PROBLEM DETAILS: Copy each entry as it stands, leaving nothing out.

[Collected data]
··········

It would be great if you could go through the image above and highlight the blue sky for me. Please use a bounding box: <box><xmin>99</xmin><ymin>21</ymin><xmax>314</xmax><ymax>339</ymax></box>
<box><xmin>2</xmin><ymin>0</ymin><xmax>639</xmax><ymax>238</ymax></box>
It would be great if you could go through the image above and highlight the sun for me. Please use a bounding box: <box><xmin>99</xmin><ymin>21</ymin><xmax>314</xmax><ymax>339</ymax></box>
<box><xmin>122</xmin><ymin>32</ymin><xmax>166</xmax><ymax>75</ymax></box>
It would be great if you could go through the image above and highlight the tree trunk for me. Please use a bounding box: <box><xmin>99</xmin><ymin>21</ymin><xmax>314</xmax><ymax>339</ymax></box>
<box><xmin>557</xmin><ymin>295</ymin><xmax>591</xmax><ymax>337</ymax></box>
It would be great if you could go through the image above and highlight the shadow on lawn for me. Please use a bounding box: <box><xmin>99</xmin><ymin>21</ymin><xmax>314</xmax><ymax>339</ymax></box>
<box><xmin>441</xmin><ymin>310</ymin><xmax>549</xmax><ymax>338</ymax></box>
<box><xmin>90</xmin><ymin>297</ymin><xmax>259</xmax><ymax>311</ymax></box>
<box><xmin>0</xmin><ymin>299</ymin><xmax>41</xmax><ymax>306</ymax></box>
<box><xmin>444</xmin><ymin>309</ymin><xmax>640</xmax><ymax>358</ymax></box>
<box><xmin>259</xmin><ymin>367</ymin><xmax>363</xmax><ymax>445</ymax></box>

··········

ANSWER FOR THE TASK:
It would be great if you could go through the image above and highlight the blue sky for me. Please use a bounding box: <box><xmin>99</xmin><ymin>21</ymin><xmax>314</xmax><ymax>339</ymax></box>
<box><xmin>2</xmin><ymin>0</ymin><xmax>639</xmax><ymax>238</ymax></box>
It would be great if you could go through the image above and highlight the sun for me. Please use a bounding box: <box><xmin>99</xmin><ymin>21</ymin><xmax>314</xmax><ymax>339</ymax></box>
<box><xmin>122</xmin><ymin>32</ymin><xmax>166</xmax><ymax>75</ymax></box>
It would be great if you could go through the image above and highlight the tree trunk for me. Please use a bounding box: <box><xmin>99</xmin><ymin>21</ymin><xmax>314</xmax><ymax>339</ymax></box>
<box><xmin>557</xmin><ymin>295</ymin><xmax>591</xmax><ymax>337</ymax></box>
It would be great if you could go through the image above and highlight the shadow on lawn for me. Please use a bounding box: <box><xmin>99</xmin><ymin>21</ymin><xmax>314</xmax><ymax>339</ymax></box>
<box><xmin>441</xmin><ymin>310</ymin><xmax>549</xmax><ymax>338</ymax></box>
<box><xmin>90</xmin><ymin>297</ymin><xmax>259</xmax><ymax>311</ymax></box>
<box><xmin>0</xmin><ymin>299</ymin><xmax>41</xmax><ymax>306</ymax></box>
<box><xmin>444</xmin><ymin>309</ymin><xmax>640</xmax><ymax>358</ymax></box>
<box><xmin>259</xmin><ymin>367</ymin><xmax>363</xmax><ymax>445</ymax></box>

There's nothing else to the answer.